[Dataset entries]
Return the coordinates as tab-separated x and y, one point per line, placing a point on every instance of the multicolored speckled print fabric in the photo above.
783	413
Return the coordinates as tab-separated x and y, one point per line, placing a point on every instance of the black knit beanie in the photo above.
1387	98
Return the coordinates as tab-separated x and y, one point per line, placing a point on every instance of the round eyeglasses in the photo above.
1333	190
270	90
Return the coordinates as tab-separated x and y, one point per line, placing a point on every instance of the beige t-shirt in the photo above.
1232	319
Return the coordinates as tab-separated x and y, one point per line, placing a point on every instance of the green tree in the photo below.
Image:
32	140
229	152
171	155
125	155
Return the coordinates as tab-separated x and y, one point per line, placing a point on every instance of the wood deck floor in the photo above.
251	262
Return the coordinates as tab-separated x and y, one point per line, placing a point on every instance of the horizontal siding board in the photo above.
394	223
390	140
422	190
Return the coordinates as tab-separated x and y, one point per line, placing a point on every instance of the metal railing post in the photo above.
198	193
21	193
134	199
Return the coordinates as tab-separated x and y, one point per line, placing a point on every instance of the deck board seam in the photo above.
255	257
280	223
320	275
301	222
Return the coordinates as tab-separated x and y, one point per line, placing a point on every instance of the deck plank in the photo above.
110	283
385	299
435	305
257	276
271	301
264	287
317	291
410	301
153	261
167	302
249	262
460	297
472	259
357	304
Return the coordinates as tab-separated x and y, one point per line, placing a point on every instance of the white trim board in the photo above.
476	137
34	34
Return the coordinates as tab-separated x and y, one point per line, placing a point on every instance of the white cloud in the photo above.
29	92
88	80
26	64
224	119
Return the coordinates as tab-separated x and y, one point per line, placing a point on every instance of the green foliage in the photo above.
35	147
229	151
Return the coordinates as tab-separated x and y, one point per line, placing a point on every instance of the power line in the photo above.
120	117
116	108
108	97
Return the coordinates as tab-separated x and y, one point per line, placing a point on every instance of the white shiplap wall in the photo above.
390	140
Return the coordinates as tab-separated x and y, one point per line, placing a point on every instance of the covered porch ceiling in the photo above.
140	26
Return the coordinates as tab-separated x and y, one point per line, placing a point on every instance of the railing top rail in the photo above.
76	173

## Exercise task:
Transcribe all of the entries without altering anything.

## Full answer:
Return the coordinates as tab-separated x and y, one point per line, placing a point on every instance of the multicolored speckled print fabric in the photo above.
783	413
Return the coordinates as tab-separated x and y, one point per line, placing a point on every instance of the black knit beanie in the photo above.
1387	98
Return the coordinates as tab-separated x and y, one point per line, placing a point on every instance of the round eyeglasses in the photo above.
1333	190
270	90
Return the coordinates as tab-separated x and y, one point per line, placing a point on every instance of the beige t-shirt in the photo above.
1232	319
Return the coordinates as tab-separated x and y, one point per line, placing a point on every instance of the green tree in the photo below.
Image:
32	140
229	152
171	155
125	155
Return the coordinates as tab-separated x and y, one point per line, placing a point on every instance of the wood deck floor in the photo above.
251	262
Return the coordinates as tab-separated x and y, one point per line, placing a point on every instance of the horizontal siding board in the photo above.
394	223
390	140
422	190
Return the coordinates as tab-separated x and y, one point per line, placing a point on every instance of the metal railing post in the photo above.
198	193
21	193
134	199
Return the coordinates as tab-separated x and y, one point per line, placing a point on every instance of the deck board seam in the photo above.
255	257
280	223
320	275
301	222
Return the coordinates as tab-separated x and y, one point per line, placing a point on every instance of the deck plank in the photo above.
110	283
385	299
435	305
257	276
271	301
264	287
317	291
410	301
153	261
167	302
249	262
460	297
472	259
357	304
Return the coordinates as tab-separated x and y, one point per line, placing a point on every instance of the white trim board in the photo above.
476	137
34	34
Return the coordinates as tab-separated x and y, one point per line, placing a point on every instance of the white cloud in the photo above.
29	92
88	80
26	64
224	119
Return the coordinates as tab-separated x and y, one point per line, placing a point on every instance of the green foliage in the photo above.
35	147
229	151
Return the coordinates as tab-separated x and y, one point per line, placing a point on every instance of the power line in the photo above.
120	117
116	108
108	97
Return the coordinates as tab-separated x and y, one point per line, placing a point on every instance of the white shiplap wall in the photo above.
390	140
Return the coordinates as tab-separated x and y, one point per line, placing a point on every instance of the covered porch ceiling in the photo above.
140	26
Return the coordinates as tab-separated x and y, one point per line, placing a point on every instance of the railing top rail in the photo above.
76	173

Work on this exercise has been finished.